Arrange the listing as a numbered list, from its first line through the line containing "positive clicks: (1241, 400) (251, 507)", with both ends included and blank lines left out. Give only those lines.

Supplied material:
☆ ☆ ☆ ☆
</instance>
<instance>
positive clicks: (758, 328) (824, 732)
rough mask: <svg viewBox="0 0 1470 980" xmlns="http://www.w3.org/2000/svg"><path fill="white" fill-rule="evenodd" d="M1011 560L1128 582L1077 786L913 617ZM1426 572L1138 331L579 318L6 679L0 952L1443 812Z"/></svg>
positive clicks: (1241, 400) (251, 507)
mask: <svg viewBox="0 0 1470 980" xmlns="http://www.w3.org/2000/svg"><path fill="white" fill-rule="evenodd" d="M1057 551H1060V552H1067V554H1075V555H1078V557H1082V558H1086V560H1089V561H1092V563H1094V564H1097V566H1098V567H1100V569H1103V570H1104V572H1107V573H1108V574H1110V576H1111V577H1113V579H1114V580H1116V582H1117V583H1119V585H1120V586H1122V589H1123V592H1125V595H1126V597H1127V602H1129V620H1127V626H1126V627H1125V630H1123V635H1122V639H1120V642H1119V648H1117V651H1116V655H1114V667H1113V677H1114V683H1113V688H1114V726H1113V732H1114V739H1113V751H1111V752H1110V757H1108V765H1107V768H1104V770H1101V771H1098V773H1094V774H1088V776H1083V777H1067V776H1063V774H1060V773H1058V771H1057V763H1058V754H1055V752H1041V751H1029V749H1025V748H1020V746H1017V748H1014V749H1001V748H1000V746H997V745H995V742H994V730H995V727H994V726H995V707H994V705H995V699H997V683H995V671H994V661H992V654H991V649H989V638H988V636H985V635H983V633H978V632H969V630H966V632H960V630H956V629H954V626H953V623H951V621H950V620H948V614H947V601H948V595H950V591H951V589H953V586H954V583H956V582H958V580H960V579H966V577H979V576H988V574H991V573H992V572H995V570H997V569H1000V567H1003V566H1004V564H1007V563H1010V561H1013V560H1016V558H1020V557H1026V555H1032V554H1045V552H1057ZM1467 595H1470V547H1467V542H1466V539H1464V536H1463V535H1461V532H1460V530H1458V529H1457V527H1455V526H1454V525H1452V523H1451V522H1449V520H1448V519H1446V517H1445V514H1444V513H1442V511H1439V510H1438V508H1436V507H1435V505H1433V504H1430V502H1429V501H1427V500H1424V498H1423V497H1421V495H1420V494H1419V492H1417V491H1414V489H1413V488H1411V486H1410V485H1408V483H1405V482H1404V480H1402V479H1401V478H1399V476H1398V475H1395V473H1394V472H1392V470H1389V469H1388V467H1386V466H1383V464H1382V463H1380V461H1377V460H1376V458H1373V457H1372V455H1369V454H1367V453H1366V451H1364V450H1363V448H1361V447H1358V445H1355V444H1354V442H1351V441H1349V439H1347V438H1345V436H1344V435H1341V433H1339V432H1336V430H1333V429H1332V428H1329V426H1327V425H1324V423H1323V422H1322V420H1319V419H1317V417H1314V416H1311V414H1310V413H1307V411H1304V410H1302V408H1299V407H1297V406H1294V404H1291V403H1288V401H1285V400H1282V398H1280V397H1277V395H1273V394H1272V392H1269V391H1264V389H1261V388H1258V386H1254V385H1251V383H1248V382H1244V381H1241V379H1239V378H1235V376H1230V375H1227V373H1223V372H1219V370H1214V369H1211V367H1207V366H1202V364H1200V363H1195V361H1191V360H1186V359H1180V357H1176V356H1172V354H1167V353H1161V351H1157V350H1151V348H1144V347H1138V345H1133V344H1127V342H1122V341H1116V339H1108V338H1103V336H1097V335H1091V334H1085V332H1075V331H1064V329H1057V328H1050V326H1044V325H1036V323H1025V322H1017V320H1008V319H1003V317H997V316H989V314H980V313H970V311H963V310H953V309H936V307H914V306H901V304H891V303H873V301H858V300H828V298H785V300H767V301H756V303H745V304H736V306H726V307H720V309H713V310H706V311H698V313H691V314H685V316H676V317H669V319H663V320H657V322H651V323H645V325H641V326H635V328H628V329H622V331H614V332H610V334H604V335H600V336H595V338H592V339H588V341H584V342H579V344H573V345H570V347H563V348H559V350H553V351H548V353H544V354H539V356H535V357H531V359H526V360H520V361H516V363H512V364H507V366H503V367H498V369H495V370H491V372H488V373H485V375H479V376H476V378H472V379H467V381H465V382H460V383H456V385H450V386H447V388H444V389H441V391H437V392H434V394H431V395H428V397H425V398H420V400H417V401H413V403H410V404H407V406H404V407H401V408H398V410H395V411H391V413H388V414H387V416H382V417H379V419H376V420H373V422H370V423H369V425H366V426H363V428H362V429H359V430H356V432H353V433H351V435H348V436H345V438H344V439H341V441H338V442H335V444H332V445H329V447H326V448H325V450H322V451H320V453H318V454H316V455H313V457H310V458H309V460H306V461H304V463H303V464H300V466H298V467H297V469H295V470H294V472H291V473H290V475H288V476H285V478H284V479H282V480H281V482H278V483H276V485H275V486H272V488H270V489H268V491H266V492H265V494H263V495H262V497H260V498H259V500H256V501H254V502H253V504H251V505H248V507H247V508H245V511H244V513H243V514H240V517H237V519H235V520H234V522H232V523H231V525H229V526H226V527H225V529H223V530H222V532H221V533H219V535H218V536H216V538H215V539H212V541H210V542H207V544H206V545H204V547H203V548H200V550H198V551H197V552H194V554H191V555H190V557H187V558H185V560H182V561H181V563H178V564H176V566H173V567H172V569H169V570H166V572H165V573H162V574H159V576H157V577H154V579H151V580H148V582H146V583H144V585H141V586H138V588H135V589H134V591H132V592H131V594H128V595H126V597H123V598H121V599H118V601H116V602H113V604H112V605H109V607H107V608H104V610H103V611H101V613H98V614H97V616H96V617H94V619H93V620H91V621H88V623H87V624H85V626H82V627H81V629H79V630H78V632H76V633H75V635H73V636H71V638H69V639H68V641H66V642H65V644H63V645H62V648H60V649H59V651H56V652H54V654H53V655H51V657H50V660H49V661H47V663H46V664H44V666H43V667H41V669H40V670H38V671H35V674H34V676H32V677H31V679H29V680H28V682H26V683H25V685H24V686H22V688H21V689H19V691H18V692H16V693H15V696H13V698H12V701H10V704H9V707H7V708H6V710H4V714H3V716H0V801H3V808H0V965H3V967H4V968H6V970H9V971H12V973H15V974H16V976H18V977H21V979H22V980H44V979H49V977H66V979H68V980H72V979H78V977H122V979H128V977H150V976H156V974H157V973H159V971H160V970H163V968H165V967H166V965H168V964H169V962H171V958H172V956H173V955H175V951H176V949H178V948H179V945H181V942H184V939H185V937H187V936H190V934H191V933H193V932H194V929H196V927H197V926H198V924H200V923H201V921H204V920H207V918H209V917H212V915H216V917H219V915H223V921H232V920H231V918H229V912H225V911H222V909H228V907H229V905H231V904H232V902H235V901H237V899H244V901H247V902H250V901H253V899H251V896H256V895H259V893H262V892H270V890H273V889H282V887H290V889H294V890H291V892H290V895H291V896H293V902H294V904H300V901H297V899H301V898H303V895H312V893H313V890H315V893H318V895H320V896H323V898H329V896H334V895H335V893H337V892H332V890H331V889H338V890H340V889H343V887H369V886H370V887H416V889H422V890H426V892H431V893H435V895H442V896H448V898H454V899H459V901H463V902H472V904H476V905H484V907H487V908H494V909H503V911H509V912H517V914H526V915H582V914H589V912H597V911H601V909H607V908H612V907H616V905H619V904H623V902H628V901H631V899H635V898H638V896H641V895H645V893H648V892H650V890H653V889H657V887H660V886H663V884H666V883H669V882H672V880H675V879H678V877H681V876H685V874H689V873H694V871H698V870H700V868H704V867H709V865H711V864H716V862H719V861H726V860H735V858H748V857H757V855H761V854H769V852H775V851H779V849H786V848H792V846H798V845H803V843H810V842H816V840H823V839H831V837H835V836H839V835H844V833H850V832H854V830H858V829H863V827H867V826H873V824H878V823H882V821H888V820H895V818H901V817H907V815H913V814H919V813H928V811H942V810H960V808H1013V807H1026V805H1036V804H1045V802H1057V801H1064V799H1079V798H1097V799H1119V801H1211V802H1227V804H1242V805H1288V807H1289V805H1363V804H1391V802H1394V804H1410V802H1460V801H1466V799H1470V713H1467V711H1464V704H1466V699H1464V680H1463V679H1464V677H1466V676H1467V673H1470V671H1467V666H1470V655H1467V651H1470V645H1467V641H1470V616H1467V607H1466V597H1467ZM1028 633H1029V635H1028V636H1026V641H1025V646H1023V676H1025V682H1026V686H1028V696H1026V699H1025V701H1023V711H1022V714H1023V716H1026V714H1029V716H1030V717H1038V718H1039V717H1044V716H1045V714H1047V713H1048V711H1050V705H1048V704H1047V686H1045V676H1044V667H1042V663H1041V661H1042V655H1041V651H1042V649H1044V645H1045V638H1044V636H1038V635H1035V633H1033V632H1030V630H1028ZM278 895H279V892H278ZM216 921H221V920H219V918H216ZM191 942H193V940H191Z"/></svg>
☆ ☆ ☆ ☆
Result for this task:
1. </instance>
2. <instance>
3. positive clicks: (758, 328) (824, 732)
4. rough mask: <svg viewBox="0 0 1470 980" xmlns="http://www.w3.org/2000/svg"><path fill="white" fill-rule="evenodd" d="M1011 560L1128 582L1077 786L913 617ZM1426 572L1138 331L579 318L6 679L0 952L1443 812Z"/></svg>
5. positive clicks: (1241, 400) (251, 507)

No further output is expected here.